Point placement listing
★ ★ ★

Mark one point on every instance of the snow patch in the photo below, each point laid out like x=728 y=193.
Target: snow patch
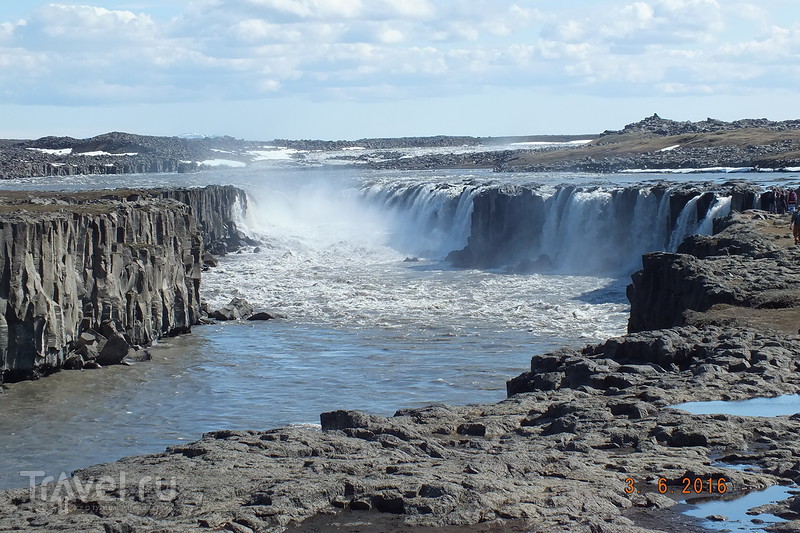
x=100 y=152
x=557 y=143
x=53 y=151
x=222 y=163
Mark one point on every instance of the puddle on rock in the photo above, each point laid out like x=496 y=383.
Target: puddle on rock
x=787 y=404
x=735 y=510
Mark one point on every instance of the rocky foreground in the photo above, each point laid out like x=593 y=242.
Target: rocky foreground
x=587 y=440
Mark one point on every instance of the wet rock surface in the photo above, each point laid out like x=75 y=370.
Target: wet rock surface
x=737 y=267
x=586 y=442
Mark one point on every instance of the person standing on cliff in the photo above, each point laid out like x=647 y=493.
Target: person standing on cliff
x=780 y=201
x=791 y=199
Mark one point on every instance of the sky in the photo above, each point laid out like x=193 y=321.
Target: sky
x=348 y=69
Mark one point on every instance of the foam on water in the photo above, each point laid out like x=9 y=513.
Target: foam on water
x=365 y=328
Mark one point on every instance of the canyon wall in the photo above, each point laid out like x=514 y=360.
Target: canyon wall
x=84 y=277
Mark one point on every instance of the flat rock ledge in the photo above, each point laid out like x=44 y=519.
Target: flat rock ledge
x=586 y=442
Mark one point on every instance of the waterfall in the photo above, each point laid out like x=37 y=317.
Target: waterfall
x=565 y=229
x=686 y=224
x=721 y=208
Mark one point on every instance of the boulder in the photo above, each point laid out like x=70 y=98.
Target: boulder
x=237 y=309
x=114 y=351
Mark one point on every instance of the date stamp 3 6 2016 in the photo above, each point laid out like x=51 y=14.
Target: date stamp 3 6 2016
x=689 y=486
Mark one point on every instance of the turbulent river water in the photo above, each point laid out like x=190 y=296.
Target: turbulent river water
x=365 y=328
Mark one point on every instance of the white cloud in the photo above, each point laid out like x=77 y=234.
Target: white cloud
x=238 y=49
x=88 y=22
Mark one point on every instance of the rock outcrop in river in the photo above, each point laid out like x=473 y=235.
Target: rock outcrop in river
x=586 y=442
x=86 y=277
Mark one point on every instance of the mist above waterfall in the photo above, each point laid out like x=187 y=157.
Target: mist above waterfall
x=565 y=229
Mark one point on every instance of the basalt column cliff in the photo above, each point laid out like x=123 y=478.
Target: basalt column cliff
x=85 y=277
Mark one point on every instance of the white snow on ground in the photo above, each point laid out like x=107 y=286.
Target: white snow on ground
x=100 y=152
x=688 y=170
x=274 y=153
x=53 y=151
x=542 y=143
x=222 y=163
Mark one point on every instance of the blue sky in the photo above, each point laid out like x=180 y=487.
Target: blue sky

★ ★ ★

What the exercise asks: Can you copy every line of the listing above without changing anything, leaving the pictures out?

Completed exercise:
Mark one point on every instance of the snow patch in the photo below, each point laid out like x=728 y=193.
Target: snow patch
x=100 y=152
x=557 y=143
x=53 y=151
x=222 y=163
Mark one point on every instance of the puddle on rock in the photo above, each point laid out like x=496 y=383.
Target: puddle on rock
x=787 y=404
x=735 y=510
Mark one point on every instance of the rocky foreground in the photo above, each point laid out like x=593 y=242.
Target: rocky foreground
x=587 y=440
Mark one point on every instance of the wet rock surface in the photo above, each point laid out like x=75 y=370.
Target: wet rock surface
x=737 y=267
x=586 y=442
Mark one point on every instance of the person standing on cliff in the photo above, each point laid out like x=647 y=493.
Target: person standing on cliff
x=780 y=201
x=791 y=199
Mark one point on every instance of the sky in the photo above, each point laid out like x=193 y=321.
Target: sky
x=348 y=69
Mark one point on every instance of the foam on water in the photo above, each point laid out like x=9 y=513.
Target: foam on water
x=365 y=328
Mark one point on every instance of the canyon wall in the photo above, each point laid out like x=514 y=360.
Target: canyon wall
x=84 y=277
Mark one point on every instance of the flat rock ledge in the photo above, each point laid out like x=44 y=519.
Target: flat rock ledge
x=586 y=442
Mark one point on every instance of the waterfall in the photo above, each point laid out like x=37 y=317.
Target: waterfall
x=565 y=229
x=686 y=224
x=721 y=208
Mark one point on every instance of the boulder in the photo above, each point laid out like x=70 y=98.
Target: boulder
x=237 y=309
x=114 y=351
Mark one point on every instance of the date stamp 3 6 2016 in the photo above, each point laid out like x=51 y=14.
Target: date stamp 3 6 2016
x=689 y=486
Mark one point on every instance of the turbulent river water in the photo above, each point laid out like x=190 y=296.
Target: turbulent river water
x=365 y=328
Mark one point on every instance of the white cloud in the photo above, each point laid out like x=77 y=234.
Target: white cloud
x=238 y=49
x=88 y=22
Mark one point on every instance of the rock outcrop in river in the photo above, each point laid out like x=473 y=235.
Target: rock outcrop in river
x=586 y=442
x=86 y=277
Mark one point on every instance of the mist above waterfall in the photo above, each point laid out like x=187 y=157.
Target: mist above waterfall
x=565 y=229
Mark one point on every instance of the basalt column cliff in the photo above, each point laid out like x=123 y=478.
Target: basalt column cliff
x=85 y=277
Mark one point on every instance of the white snow on ground in the photo above, each point laid out like x=107 y=286.
Target: white snow on ground
x=100 y=152
x=688 y=170
x=274 y=153
x=53 y=151
x=542 y=143
x=222 y=163
Mark one point on every instance of the blue sky in the photo above, each point laid out like x=180 y=487.
Target: blue sky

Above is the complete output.